═════ DATA PROVIDED ═════
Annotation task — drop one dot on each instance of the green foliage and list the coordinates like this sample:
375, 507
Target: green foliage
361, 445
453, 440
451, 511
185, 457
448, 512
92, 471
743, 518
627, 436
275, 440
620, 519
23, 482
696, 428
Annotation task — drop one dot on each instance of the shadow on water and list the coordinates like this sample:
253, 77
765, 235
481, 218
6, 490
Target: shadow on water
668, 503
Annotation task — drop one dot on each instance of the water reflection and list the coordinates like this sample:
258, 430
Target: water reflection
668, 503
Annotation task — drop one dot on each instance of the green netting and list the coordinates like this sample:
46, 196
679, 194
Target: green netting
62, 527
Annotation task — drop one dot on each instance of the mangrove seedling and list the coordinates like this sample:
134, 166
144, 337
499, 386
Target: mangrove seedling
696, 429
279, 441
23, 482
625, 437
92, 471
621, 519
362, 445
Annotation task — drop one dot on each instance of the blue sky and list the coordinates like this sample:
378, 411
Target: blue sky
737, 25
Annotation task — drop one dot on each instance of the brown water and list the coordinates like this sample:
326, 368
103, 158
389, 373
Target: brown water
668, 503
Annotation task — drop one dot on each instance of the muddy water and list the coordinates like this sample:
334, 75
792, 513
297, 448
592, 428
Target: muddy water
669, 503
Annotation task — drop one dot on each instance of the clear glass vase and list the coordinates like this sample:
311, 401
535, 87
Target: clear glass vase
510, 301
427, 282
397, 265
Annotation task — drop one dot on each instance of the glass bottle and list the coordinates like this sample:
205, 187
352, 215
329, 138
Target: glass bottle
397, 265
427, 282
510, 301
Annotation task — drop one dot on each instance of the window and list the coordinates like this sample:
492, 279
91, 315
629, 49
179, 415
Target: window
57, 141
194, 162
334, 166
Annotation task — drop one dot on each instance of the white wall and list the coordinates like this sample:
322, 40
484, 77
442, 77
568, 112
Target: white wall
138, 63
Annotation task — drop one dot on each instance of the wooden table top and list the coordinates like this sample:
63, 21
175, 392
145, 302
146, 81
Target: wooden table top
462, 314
═════
# TRY IT
A verbatim output of all the data above is needed.

# WORKED SOLUTION
Annotation task — drop one dot on each instance of the green foliage and list the coordinates like this sample:
375, 507
Target: green foliage
361, 445
453, 440
451, 511
185, 457
448, 512
92, 471
743, 518
627, 436
275, 440
620, 519
23, 482
696, 428
Annotation task — drop one dot on each instance of the shadow on water and list the coordinates like this sample:
253, 77
765, 235
481, 218
6, 490
Target: shadow on water
668, 503
Annotation task — drop one dot on each instance of the water reflection and list the coordinates like this sample:
258, 430
Target: water reflection
668, 503
Annotation task — drop one dot on each instance of the green netting and list the coordinates like this sample:
46, 196
679, 194
Target: green netting
62, 527
Annotation task — drop one dot on each instance of the mangrove seedling and list the coordinates like this sample:
134, 166
144, 337
499, 386
Target: mangrove seedling
696, 429
279, 441
23, 482
625, 437
92, 471
621, 519
362, 445
Annotation task — drop one dot on each instance of the blue sky and list the coordinates like this sample:
378, 411
Target: blue sky
737, 25
Annotation task — drop one dot on each instance of the brown water and list the coordinates like this sample:
326, 368
103, 158
389, 373
Target: brown water
668, 503
Annotation task — drop one dot on each instance of the muddy water and list the coordinates like this sample:
334, 75
792, 513
297, 448
592, 428
Target: muddy water
669, 503
Annotation task — drop one dot on each instance of the clear glass vase and list the coordinates like this sample:
311, 401
535, 87
Target: clear glass vase
510, 301
427, 282
397, 265
Annotation task — drop one dot on each instance of the glass bottle and list the coordinates like this sample:
205, 187
352, 215
329, 138
Target: glass bottle
397, 265
427, 282
510, 301
Annotation task — drop one dot on each instance of the window and list the coordinates like this sample:
492, 279
91, 315
629, 49
179, 415
Target: window
57, 141
194, 162
334, 166
Annotation task — drop one dot on each instance of the white wall and list the coordinates like this sample:
322, 40
484, 77
442, 77
568, 112
Target: white wall
138, 63
Annotation task — drop one dot on each instance of the wooden table top and list the coordinates like this sample:
63, 21
175, 392
145, 302
146, 81
Target: wooden table top
462, 314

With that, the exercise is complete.